DATASET:

━━━

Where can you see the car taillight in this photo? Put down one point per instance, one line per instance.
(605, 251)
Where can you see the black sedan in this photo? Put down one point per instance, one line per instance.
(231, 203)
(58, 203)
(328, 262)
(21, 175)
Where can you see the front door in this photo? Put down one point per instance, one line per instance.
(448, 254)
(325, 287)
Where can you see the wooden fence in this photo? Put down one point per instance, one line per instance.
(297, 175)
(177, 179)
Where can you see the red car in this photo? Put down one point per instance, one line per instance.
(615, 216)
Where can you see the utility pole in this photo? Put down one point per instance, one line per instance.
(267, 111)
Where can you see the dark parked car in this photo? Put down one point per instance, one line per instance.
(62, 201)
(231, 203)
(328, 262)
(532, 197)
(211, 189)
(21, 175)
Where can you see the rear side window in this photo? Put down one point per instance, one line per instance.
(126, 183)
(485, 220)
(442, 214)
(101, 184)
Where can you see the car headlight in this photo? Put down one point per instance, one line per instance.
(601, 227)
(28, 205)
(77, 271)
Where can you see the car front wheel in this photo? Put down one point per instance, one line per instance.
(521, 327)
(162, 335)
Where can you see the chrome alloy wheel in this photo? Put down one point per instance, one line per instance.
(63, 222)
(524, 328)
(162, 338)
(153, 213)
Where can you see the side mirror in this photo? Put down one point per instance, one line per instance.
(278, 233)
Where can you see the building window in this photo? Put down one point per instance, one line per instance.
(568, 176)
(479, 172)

━━━

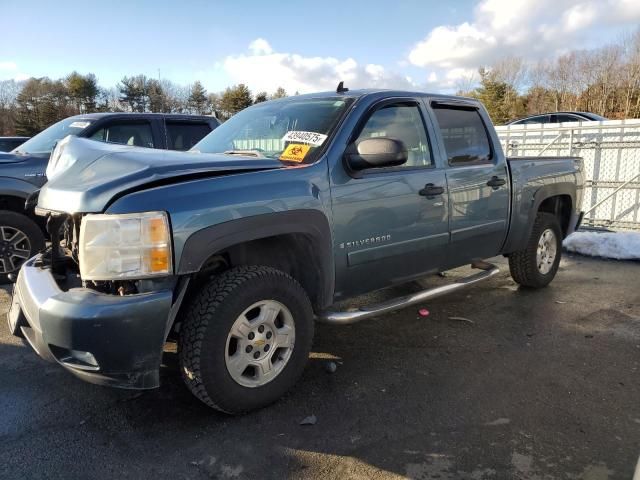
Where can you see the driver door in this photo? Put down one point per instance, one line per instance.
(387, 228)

━━━

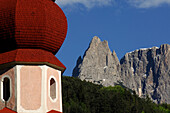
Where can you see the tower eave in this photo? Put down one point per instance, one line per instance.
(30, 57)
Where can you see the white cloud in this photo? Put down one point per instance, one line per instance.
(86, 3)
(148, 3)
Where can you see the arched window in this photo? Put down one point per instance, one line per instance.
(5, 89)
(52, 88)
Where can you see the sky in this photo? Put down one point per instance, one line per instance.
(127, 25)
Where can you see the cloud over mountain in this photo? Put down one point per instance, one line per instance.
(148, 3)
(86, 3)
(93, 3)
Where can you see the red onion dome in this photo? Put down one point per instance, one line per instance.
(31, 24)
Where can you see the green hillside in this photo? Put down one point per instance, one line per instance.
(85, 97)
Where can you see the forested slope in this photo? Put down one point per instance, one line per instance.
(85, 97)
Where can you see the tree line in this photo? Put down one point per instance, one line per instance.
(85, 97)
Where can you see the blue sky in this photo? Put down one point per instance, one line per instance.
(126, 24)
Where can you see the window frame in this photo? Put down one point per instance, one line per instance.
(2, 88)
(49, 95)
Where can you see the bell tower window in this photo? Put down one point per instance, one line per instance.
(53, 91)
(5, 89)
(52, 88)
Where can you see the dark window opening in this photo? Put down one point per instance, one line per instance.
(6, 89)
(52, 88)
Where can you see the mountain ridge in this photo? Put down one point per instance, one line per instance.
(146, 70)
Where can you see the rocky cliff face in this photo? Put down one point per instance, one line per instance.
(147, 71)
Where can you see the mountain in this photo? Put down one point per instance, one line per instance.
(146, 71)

━━━

WHAT YOU HAVE TO DO: Copy out every line of the records above that contains the word "mountain".

RESPONSE FOR THIS EXERCISE:
Where can you see the cloud over mountain in this photo? Put down one point per instance, one line per instance.
Where can you see the mountain ridge in this photo? Put down one point per instance, one line per instance.
Where can you see the mountain in this photo? Put down one point per instance, one line per instance.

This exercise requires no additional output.